TEXT EXCERPT>
Why the mini to-do list works

Mini-list items turn even the most mundane tasks into something you can theoretically cross off, all while gradually building up in difficulty. The goal is to take the sense of accomplishment that comes with crossing something—anything—off your list, and then harnessing that accomplishment to motivate yourself further.

This hack actually comes from a depression coping strategy. Like with feeding yourself when you’re depressed, many of us understand how painfully simple tasks can quickly turn into a daunting list of steps that you struggle to complete. Sometimes showering isn’t simply “showering;” it turns into taking off all your clothes, putting those clothes somewhere, getting the water to the right temperature, standing upright for 10 minutes, going through the motions of washing your hair and your face and your body, choosing when to stop the stream of water, drying off, and then selecting a new outfit and getting those clothes and so on and so forth.

But you don’t have to be diagnosed with depression to give yourself the same grace you otherwise would need.

Kick-start your mini to-do list

Like with the showering example above, often a task that should be one list item starts to feel like 20 smaller items. Use that to your advantage. All those mini-steps can be reframed as bite-sized sources of accomplishment.

PROBLEM REQUIREMENTS>
Extend the text on the mini to-do list by writing what comes after its final sentence. The entries that follow were taken from a separate source and are unrelated to the text.

Stored records
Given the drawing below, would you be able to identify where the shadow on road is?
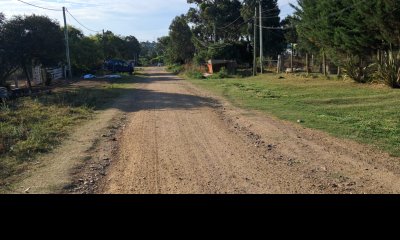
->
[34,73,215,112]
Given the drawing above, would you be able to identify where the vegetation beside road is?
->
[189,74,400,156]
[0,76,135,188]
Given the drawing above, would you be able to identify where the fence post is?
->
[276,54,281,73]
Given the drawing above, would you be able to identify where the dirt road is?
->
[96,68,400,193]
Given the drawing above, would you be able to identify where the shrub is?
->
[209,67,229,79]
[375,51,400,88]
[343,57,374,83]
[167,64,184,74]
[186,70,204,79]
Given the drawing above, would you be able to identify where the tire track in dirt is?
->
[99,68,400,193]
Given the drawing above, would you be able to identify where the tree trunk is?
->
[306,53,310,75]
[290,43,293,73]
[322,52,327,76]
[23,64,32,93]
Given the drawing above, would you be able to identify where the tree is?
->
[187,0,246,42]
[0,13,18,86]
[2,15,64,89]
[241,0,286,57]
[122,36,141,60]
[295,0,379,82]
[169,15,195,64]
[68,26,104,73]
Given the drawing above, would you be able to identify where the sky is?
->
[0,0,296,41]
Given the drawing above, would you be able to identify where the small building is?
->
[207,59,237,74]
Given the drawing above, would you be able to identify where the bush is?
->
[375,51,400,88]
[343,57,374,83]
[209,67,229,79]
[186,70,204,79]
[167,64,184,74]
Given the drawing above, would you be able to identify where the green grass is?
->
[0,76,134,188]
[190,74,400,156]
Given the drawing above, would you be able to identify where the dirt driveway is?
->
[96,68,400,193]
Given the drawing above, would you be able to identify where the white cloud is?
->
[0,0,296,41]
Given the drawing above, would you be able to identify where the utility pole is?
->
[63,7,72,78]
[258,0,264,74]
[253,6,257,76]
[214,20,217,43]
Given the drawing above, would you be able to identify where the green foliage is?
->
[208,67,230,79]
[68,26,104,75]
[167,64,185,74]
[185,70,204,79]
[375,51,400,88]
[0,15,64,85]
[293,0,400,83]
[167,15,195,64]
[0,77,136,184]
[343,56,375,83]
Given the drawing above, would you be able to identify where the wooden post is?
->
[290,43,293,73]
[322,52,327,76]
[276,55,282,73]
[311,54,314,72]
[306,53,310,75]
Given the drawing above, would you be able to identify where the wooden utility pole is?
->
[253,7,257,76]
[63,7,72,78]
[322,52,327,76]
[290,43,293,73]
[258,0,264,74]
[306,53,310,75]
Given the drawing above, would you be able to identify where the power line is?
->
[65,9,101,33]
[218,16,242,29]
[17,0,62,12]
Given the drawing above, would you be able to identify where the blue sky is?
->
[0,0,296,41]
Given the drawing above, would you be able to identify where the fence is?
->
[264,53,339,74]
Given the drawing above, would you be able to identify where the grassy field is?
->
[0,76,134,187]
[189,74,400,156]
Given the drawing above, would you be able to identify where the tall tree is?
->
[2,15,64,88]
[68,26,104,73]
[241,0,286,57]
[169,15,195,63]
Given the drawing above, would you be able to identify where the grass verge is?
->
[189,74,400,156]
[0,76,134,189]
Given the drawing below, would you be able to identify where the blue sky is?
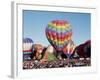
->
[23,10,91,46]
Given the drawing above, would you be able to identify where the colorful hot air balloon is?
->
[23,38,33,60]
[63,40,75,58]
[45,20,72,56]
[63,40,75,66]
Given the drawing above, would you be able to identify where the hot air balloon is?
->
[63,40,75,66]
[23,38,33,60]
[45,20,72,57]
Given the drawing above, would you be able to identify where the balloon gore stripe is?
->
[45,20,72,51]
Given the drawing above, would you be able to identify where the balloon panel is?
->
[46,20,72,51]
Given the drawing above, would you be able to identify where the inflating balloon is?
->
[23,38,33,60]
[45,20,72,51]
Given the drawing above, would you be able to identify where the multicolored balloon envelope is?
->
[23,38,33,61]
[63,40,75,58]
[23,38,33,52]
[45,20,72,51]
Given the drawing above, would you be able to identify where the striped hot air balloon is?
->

RESPONSE>
And so, if you’re struggling with the very first step of coming up with a to-do list, here are some manageable ideas to kick off your list:

Turn “make bed” into “get out from under covers, get out of bed, straighten pillows...”Turn “send emails” into “open laptop, log into email, hit ‘reply,’ draft email outline, write subject line, etc...” Turn “workout” into “pick out exercise clothes, decide on type of workout, listen to pump-up song, lace shoes, fill water bottle...

This micro-level of to-do list items are all you need to get yourself in motion. You don’t have to actually write it all down, but the physical act of crossing items off certainly helps.

One last note: Avoid multitasking here. Your goal is about crossing things off. You already broke down bigger tasks into bite-sized chunks, so don’t get tempted into merging tasks right back into those bigger items.